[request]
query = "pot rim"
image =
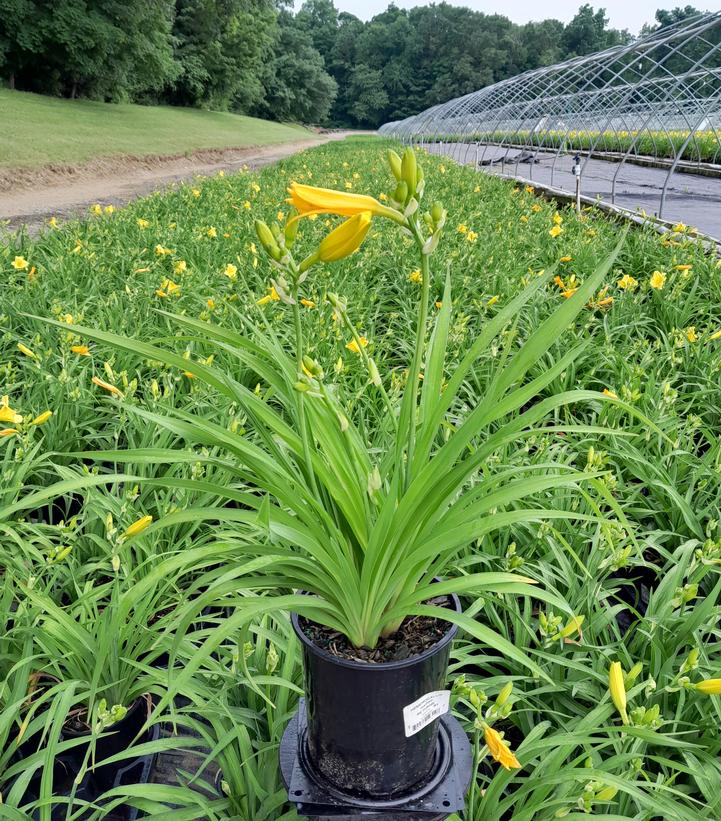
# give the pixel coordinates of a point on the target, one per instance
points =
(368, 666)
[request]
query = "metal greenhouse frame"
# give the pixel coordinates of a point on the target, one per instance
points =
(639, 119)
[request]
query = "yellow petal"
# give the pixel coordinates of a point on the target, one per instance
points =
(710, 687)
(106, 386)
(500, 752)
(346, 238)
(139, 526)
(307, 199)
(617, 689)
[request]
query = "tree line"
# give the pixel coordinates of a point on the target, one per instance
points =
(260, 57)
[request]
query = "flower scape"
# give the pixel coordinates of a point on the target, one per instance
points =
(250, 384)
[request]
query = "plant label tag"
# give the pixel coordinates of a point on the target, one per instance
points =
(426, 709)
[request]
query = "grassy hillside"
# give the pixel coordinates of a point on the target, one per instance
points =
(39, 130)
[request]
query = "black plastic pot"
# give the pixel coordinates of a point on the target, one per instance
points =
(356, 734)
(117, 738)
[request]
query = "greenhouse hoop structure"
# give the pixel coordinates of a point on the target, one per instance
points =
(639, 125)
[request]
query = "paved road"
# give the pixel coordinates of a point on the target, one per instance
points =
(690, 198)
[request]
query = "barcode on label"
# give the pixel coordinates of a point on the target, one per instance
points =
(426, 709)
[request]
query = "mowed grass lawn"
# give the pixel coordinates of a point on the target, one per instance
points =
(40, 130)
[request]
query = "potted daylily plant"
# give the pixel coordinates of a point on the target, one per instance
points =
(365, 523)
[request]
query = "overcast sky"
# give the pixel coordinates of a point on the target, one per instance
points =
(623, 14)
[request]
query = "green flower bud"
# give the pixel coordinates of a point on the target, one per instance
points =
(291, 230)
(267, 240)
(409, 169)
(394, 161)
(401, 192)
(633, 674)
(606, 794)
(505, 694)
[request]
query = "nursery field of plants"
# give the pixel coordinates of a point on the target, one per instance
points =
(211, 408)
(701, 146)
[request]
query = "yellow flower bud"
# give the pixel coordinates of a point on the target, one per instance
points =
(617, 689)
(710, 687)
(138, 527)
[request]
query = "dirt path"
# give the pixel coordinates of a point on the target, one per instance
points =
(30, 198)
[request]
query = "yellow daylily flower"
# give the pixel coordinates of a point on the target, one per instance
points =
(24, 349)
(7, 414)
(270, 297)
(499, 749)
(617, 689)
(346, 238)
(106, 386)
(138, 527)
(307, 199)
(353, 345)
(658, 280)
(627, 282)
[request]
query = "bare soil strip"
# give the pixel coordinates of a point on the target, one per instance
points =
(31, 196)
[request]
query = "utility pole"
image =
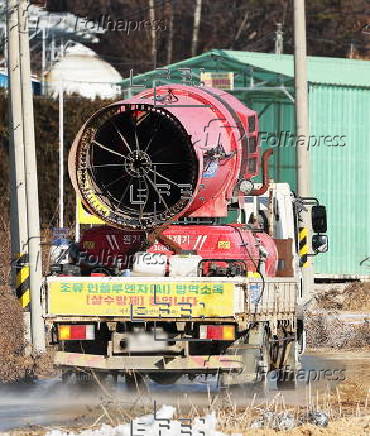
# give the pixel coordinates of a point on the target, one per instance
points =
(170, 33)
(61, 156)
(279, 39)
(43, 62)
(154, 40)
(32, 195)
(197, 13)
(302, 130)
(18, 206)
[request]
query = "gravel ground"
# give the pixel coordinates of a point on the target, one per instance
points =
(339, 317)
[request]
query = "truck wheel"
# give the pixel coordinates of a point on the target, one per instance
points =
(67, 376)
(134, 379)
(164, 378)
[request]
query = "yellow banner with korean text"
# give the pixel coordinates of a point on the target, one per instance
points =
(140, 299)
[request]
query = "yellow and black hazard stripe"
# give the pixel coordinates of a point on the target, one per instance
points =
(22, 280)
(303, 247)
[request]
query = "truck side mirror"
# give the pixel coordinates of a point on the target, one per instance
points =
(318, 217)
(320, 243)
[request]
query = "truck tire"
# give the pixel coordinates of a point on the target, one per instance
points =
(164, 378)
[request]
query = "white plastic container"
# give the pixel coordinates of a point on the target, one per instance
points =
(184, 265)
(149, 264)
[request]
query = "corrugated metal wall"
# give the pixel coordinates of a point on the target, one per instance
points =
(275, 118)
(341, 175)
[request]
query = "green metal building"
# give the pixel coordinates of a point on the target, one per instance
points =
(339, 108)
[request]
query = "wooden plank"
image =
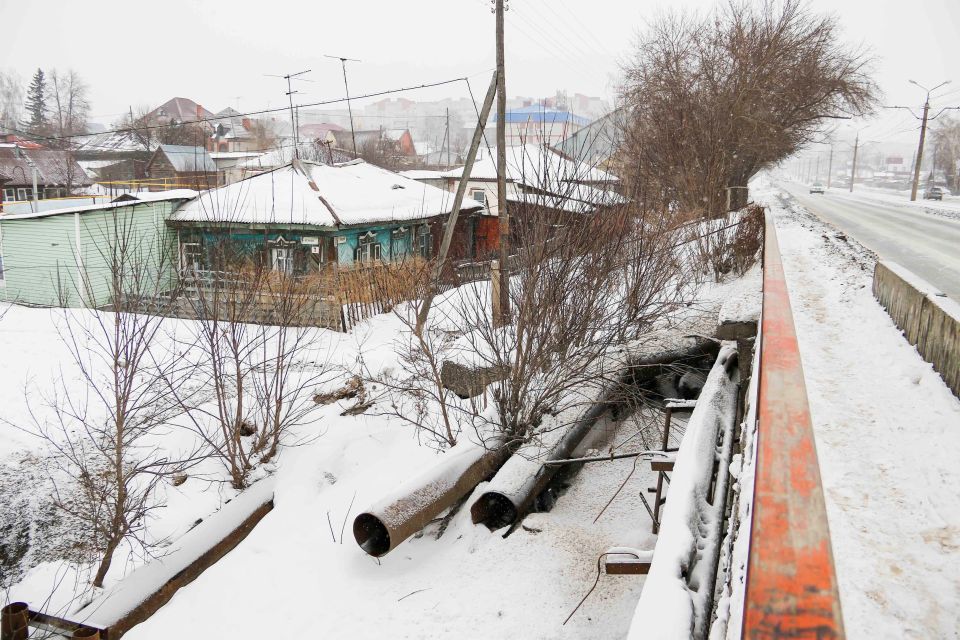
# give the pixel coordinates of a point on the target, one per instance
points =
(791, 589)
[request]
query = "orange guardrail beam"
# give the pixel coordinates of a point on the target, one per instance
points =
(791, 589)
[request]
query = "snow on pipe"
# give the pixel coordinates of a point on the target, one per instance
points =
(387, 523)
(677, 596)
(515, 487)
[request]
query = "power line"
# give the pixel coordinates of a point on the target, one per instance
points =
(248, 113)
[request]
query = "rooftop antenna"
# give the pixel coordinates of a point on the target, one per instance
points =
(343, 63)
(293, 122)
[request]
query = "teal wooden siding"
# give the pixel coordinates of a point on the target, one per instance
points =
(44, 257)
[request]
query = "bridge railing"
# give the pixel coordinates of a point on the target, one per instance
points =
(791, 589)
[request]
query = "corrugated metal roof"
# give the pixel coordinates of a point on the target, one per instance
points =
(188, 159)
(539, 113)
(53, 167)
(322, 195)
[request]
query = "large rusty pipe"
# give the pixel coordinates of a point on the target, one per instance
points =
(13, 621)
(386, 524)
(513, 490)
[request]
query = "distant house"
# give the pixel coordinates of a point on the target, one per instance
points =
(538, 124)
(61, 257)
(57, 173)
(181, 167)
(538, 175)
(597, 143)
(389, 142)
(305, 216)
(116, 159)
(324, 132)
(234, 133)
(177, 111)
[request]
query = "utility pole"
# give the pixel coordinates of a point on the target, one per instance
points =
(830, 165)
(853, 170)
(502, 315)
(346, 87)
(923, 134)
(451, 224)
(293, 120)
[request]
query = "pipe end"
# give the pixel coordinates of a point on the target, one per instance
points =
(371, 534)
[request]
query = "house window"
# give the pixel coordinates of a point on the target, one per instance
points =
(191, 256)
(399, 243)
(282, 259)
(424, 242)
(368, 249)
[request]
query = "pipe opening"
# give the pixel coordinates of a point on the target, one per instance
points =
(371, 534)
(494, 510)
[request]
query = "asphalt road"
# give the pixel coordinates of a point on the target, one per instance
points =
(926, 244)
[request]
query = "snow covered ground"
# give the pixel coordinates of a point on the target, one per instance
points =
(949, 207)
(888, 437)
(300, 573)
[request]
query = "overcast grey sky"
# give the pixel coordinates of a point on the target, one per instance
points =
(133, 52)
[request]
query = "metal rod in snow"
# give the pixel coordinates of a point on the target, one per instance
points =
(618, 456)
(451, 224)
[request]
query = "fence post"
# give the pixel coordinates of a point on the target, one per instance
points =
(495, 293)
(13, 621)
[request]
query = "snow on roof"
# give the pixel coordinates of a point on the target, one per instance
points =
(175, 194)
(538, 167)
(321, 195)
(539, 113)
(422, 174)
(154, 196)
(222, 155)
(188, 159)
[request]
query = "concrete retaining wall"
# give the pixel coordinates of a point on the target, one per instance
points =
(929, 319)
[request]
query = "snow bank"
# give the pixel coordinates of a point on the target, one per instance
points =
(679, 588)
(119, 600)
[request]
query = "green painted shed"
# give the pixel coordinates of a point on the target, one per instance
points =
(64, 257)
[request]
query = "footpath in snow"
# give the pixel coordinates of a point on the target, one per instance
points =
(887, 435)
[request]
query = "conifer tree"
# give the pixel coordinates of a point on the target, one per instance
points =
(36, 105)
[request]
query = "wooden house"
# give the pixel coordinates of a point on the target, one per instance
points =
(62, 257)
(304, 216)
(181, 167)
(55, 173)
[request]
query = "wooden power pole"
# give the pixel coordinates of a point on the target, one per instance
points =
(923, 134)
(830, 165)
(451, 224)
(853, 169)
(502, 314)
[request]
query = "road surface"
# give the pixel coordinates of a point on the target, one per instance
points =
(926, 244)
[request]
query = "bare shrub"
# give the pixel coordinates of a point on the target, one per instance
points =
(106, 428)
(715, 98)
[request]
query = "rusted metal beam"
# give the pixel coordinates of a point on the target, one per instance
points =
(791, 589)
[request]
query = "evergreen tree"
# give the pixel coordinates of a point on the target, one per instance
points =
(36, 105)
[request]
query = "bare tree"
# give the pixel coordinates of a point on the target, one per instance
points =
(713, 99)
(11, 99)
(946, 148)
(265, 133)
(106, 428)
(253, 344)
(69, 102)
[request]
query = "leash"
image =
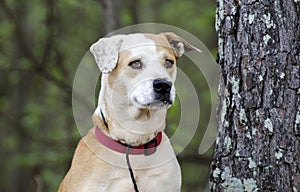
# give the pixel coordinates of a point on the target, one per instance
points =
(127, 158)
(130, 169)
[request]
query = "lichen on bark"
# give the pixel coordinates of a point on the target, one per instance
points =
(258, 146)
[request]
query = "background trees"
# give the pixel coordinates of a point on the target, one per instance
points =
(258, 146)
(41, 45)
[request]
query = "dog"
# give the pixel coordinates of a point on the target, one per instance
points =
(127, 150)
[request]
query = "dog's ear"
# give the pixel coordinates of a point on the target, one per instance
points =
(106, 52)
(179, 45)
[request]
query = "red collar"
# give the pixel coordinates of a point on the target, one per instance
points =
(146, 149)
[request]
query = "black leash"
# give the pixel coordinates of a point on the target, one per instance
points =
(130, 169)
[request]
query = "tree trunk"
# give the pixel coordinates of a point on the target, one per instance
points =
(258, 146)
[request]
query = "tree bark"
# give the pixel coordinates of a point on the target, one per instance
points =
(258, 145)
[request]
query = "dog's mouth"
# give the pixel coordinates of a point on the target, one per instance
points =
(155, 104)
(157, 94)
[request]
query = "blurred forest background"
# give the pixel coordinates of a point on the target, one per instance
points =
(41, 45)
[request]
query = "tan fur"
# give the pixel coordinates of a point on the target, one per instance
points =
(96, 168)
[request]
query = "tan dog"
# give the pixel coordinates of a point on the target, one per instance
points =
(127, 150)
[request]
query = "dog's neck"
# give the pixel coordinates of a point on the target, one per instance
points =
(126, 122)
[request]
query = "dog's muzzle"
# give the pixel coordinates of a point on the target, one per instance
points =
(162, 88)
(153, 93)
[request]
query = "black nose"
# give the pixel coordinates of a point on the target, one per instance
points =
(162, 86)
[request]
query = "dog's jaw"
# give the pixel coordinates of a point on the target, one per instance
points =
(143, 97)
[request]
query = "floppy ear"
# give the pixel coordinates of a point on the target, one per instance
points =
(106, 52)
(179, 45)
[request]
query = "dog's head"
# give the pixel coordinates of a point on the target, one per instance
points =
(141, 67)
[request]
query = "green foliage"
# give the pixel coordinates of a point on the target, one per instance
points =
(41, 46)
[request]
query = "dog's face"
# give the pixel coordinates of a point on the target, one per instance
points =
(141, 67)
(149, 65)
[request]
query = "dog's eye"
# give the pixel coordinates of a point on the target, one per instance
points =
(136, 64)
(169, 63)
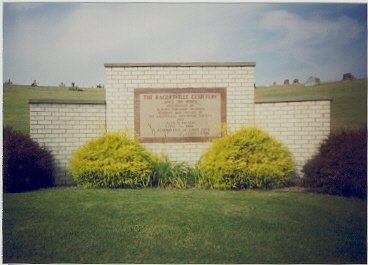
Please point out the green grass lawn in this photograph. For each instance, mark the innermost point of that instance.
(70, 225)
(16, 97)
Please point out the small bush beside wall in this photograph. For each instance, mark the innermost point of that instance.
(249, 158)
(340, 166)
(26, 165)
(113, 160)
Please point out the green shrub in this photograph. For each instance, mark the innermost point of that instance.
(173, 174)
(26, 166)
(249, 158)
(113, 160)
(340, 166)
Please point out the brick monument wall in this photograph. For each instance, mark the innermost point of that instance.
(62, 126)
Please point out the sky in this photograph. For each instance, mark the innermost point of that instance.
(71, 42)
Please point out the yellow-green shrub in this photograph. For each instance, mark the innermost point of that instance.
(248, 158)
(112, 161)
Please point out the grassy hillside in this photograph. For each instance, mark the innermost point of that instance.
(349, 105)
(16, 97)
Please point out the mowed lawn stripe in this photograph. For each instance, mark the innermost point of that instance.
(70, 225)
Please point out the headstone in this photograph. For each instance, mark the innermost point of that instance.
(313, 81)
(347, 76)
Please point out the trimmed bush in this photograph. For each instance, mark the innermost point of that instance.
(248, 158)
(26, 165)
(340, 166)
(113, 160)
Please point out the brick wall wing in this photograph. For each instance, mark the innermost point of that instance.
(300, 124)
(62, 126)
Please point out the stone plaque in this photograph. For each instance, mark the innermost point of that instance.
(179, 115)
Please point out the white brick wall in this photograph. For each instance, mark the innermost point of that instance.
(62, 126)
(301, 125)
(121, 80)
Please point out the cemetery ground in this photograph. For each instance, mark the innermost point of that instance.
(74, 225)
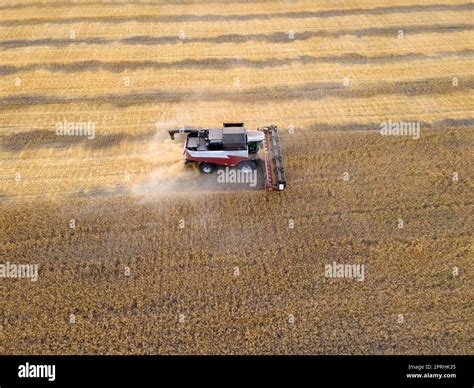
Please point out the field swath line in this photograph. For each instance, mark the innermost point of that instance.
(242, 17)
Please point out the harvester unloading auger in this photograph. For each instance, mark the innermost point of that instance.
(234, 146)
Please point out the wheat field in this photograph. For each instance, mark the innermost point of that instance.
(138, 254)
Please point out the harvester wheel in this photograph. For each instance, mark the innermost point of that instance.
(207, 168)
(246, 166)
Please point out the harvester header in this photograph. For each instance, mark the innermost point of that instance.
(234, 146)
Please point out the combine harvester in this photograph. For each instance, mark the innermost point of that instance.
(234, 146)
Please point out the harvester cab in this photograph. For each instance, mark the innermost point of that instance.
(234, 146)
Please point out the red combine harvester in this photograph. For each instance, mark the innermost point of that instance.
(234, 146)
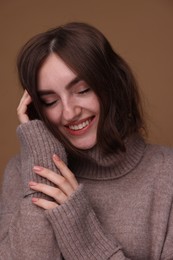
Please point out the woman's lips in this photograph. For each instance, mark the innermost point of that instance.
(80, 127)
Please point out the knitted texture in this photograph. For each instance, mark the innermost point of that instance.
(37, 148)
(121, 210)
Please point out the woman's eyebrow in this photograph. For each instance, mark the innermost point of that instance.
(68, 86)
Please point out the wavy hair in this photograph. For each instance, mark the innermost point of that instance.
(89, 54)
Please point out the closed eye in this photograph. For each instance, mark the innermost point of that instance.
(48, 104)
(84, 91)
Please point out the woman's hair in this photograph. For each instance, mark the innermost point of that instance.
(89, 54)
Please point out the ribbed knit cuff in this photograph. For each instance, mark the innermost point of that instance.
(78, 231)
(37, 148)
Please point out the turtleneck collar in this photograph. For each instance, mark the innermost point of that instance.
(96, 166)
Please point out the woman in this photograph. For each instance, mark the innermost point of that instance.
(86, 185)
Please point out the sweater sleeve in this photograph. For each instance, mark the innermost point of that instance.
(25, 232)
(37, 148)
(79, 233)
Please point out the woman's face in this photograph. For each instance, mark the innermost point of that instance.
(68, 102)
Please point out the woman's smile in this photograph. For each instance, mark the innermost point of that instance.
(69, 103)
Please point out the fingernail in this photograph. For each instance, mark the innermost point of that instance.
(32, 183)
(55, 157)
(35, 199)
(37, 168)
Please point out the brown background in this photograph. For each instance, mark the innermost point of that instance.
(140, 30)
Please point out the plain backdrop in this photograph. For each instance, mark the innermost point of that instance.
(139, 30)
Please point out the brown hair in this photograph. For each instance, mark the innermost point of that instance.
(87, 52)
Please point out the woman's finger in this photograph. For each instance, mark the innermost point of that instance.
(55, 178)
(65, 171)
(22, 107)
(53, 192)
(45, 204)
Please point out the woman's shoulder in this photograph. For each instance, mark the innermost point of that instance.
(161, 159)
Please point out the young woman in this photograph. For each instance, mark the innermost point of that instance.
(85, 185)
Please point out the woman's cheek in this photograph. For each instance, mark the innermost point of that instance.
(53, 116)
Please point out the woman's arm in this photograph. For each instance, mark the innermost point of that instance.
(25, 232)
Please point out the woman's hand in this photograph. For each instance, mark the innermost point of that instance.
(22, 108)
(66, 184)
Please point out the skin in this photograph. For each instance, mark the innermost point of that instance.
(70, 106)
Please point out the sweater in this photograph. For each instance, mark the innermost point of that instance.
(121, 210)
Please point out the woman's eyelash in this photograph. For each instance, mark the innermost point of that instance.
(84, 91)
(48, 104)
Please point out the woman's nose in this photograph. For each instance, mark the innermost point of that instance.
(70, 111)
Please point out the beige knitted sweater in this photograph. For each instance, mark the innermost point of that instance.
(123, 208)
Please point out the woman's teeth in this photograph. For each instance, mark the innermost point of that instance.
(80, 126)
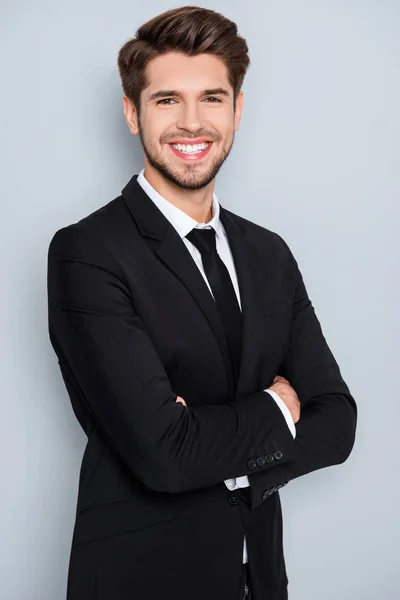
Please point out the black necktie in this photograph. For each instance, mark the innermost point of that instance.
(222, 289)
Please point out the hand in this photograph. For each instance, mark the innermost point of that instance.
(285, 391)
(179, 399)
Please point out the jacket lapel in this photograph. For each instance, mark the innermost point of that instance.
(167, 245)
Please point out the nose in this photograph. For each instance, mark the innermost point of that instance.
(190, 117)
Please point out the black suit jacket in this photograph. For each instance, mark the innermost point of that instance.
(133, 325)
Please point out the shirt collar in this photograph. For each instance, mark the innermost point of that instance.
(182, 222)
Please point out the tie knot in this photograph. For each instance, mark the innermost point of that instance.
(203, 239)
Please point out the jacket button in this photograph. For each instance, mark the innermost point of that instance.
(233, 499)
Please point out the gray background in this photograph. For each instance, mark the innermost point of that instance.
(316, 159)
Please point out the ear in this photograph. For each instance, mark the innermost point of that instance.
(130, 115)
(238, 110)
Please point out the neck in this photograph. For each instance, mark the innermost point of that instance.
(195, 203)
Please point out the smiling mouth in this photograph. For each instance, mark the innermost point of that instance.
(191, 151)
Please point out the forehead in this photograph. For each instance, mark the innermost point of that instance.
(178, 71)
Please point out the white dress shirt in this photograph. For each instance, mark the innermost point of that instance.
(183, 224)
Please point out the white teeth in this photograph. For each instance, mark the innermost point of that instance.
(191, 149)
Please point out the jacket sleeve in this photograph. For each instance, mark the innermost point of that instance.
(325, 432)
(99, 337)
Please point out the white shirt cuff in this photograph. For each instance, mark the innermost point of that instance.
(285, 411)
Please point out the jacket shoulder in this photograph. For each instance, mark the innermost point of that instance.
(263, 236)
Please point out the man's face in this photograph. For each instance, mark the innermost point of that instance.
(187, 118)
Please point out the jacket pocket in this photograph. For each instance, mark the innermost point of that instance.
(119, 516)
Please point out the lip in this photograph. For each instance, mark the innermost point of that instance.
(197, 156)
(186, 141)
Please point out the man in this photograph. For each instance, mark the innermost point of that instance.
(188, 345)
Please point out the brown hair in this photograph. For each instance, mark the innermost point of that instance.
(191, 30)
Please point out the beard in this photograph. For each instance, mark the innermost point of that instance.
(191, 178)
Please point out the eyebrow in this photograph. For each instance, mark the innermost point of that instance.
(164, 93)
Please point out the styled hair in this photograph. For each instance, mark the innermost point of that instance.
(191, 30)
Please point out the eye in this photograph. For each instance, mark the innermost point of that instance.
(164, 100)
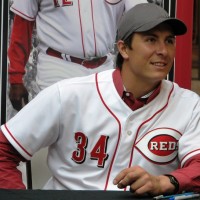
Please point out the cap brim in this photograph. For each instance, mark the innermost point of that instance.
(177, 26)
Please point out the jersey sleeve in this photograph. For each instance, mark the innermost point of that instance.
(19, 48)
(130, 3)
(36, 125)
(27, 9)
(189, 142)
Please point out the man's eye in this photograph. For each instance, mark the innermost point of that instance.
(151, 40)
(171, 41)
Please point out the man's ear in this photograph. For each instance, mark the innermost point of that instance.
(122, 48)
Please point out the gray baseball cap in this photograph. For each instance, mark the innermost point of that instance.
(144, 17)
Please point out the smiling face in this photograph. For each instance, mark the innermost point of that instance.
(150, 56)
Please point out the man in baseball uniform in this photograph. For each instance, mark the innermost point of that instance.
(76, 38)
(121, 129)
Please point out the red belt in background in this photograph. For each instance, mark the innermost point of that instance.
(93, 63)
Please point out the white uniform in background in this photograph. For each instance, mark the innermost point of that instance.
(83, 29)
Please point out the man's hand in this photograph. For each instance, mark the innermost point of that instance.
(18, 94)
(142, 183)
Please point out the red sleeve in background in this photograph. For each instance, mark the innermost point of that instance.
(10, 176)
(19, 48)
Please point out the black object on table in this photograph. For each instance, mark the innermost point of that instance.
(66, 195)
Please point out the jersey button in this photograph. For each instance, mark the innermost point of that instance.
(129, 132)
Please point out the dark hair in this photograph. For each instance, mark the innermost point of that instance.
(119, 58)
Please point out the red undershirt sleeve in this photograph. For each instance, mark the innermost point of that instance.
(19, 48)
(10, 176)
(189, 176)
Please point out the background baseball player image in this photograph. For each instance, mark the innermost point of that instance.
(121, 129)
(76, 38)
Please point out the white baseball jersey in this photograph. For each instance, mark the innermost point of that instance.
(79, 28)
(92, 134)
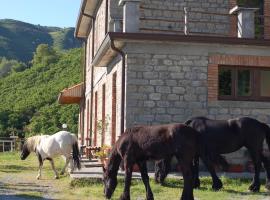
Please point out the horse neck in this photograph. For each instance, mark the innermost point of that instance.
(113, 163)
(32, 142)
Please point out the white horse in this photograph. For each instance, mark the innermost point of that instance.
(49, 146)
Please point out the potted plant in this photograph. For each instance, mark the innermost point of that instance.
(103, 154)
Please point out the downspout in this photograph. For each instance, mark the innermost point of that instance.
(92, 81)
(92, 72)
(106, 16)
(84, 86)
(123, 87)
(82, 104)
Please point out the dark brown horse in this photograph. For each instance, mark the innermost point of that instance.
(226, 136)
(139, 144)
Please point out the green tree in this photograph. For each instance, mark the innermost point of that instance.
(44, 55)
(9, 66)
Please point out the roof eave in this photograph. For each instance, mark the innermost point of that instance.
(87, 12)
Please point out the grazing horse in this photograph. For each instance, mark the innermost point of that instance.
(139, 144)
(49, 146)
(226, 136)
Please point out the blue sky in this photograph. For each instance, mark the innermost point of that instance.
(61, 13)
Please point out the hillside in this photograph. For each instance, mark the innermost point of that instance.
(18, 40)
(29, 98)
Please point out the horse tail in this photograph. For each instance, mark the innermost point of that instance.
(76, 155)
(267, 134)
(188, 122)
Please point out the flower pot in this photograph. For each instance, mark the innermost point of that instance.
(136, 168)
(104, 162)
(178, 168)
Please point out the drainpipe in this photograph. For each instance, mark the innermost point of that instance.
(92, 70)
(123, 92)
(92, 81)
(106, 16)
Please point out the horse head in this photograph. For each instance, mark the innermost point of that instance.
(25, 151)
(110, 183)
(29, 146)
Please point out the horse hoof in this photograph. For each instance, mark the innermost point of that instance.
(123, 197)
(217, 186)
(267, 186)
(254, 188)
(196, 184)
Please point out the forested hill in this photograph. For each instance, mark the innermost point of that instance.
——
> HOW TO COMPLETE THIS TASK: Whenever the word "greenhouse" occurs in a line above, copy that line.

> RESPONSE FOR THIS EXERCISE:
query = "metal greenhouse frame"
query = "greenhouse hoop structure"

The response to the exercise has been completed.